--- WHAT THE TASK ASKS ---
Express the rows below as a Markdown table with the columns "No." and "Text", giving each line its own number and skipping blank lines. Leave the pictures out.

Records from a data source:
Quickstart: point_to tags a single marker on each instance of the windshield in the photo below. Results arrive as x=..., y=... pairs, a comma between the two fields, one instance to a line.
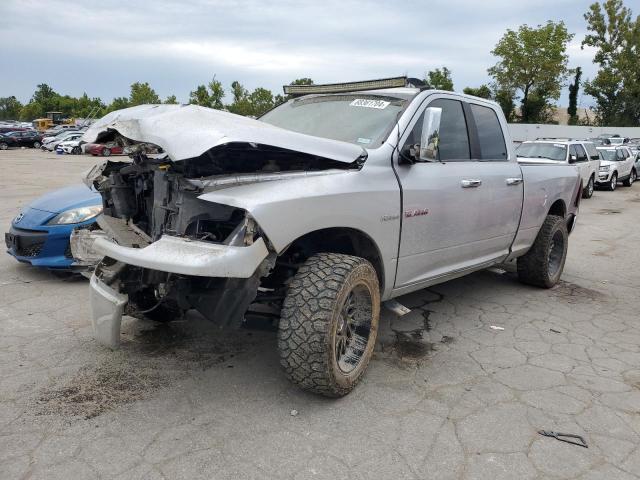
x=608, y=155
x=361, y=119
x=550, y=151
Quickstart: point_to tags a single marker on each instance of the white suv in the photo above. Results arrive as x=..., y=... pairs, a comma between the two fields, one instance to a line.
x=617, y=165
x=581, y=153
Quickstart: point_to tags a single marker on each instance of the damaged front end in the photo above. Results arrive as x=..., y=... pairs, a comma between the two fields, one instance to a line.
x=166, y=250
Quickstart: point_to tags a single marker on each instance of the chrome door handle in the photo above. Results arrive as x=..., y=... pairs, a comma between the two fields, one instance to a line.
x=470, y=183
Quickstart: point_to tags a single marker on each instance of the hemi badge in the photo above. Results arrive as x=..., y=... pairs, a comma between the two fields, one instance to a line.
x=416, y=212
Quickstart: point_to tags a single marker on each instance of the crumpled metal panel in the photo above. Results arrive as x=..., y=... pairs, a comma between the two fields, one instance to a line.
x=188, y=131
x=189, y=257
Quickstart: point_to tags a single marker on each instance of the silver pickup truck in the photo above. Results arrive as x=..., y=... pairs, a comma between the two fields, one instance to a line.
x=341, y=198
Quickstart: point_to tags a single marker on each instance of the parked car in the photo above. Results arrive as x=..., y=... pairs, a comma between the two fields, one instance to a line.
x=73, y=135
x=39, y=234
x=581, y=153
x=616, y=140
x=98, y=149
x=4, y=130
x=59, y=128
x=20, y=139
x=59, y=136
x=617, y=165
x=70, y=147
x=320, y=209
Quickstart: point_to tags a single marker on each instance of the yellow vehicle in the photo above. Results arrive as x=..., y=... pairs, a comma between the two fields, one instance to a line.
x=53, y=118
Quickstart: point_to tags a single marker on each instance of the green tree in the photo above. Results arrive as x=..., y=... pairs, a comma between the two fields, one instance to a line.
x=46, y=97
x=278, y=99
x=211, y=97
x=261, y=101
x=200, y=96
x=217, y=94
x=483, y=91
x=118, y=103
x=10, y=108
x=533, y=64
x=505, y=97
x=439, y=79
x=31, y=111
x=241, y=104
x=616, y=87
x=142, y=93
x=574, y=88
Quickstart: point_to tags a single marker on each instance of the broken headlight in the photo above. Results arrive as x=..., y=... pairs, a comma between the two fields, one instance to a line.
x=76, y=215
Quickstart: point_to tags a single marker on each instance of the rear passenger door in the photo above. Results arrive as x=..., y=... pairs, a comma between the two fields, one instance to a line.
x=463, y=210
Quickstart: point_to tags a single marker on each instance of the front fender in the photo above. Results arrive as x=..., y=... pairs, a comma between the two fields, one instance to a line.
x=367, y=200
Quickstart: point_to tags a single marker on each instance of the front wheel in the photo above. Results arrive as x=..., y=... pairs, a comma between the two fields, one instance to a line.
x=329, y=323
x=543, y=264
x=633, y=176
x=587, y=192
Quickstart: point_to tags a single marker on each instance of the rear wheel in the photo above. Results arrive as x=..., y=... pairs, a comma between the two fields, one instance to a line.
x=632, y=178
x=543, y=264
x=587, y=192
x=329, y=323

--- SOLUTION FOR THIS PROBLEM ---
| No. | Text |
|---|---|
| 1 | Quickstart: point_to tags a single marker on each instance of the windshield in the photo below. Results arrive as x=..., y=... pairs, a comma between the two fields, one instance to a line. |
| 2 | x=608, y=155 |
| 3 | x=361, y=119 |
| 4 | x=550, y=151 |
| 5 | Quickstart: point_to tags a single marker on each instance of the white suv in the photo above. Results arrive as x=..., y=... pairs, a comma between the two fields, one instance to a line. |
| 6 | x=617, y=165 |
| 7 | x=581, y=153 |
| 8 | Quickstart: point_to tags a single marker on each instance of the damaged front end in the photo above. Results arrive as x=..., y=... pairs, a comma between the two fields, one instance to a line. |
| 9 | x=166, y=250 |
| 10 | Quickstart: point_to tags a single marker on each instance of the chrome door handle in the photo above. Results arrive as x=..., y=... pairs, a comma between the two fields, one instance to a line. |
| 11 | x=470, y=183 |
| 12 | Quickstart: point_to tags a single marker on each instance of the hemi badge in the photo above. Results arrive as x=..., y=... pairs, a comma between the two fields, one instance to a line. |
| 13 | x=416, y=212 |
| 14 | Quickstart: point_to tags a single marker on each instance of the crumpled metal panel in the photo above. Results arrive as x=..., y=... pairs, a comma between the two fields, one instance to a line. |
| 15 | x=188, y=131 |
| 16 | x=189, y=257 |
| 17 | Quickstart: point_to tags a single marker on each instance of the silver pickup truck in the photo above. Results arrive as x=..., y=... pairs, a comma between the two fields, one instance to a line. |
| 18 | x=341, y=198 |
| 19 | Quickstart: point_to tags a single marker on each instance of the parked car in the photo above. Results arrive as x=..., y=... pairs, a comma between the two fields, one instance to a line. |
| 20 | x=73, y=135 |
| 21 | x=39, y=234 |
| 22 | x=581, y=153 |
| 23 | x=616, y=140 |
| 24 | x=98, y=149 |
| 25 | x=4, y=130 |
| 26 | x=59, y=128 |
| 27 | x=20, y=139 |
| 28 | x=59, y=136 |
| 29 | x=617, y=165 |
| 30 | x=70, y=147 |
| 31 | x=320, y=209 |
| 32 | Quickstart: point_to tags a single marker on each instance of the yellow vehicle in the photo above. Results arrive as x=..., y=... pairs, a comma between the two fields, one instance to a line. |
| 33 | x=53, y=118 |
| 34 | Quickstart: point_to tags a single marker on each instance of the green tree in the photo above. Results arrive as x=..., y=... pairs, a comma between the two fields, one instance to a line. |
| 35 | x=46, y=97 |
| 36 | x=278, y=99 |
| 37 | x=211, y=97 |
| 38 | x=261, y=101 |
| 39 | x=200, y=96 |
| 40 | x=217, y=94 |
| 41 | x=483, y=91 |
| 42 | x=118, y=103 |
| 43 | x=10, y=108 |
| 44 | x=533, y=64 |
| 45 | x=505, y=97 |
| 46 | x=439, y=79 |
| 47 | x=31, y=111 |
| 48 | x=241, y=104 |
| 49 | x=616, y=87 |
| 50 | x=142, y=93 |
| 51 | x=574, y=88 |
| 52 | Quickstart: point_to tags a single marker on each instance of the broken headlight in the photo above. Results arrive as x=..., y=... pairs, a comma between the two fields, one instance to a line. |
| 53 | x=76, y=215 |
| 54 | Quickstart: point_to tags a single marker on each instance of the rear passenger door in the photo above. Results arrive as x=..., y=... pairs, a comma between the two fields, one instance to a line. |
| 55 | x=463, y=210 |
| 56 | Quickstart: point_to tags a single marker on each instance of the front fender in the photo above. Results arrive as x=..., y=... pairs, a comma between the two fields, one instance to a line. |
| 57 | x=367, y=200 |
| 58 | Quickstart: point_to tags a single marker on each instance of the front wheel in the photo above. Results arrive as x=..., y=... pairs, a comma between the two fields, one instance to a line. |
| 59 | x=329, y=323 |
| 60 | x=543, y=264 |
| 61 | x=633, y=176 |
| 62 | x=587, y=192 |
| 63 | Quickstart: point_to tags a single marker on each instance of the rear wheel in the photo above. Results arrive as x=..., y=... pairs, a comma between the two fields, one instance to a line. |
| 64 | x=632, y=178 |
| 65 | x=543, y=264 |
| 66 | x=587, y=192 |
| 67 | x=329, y=323 |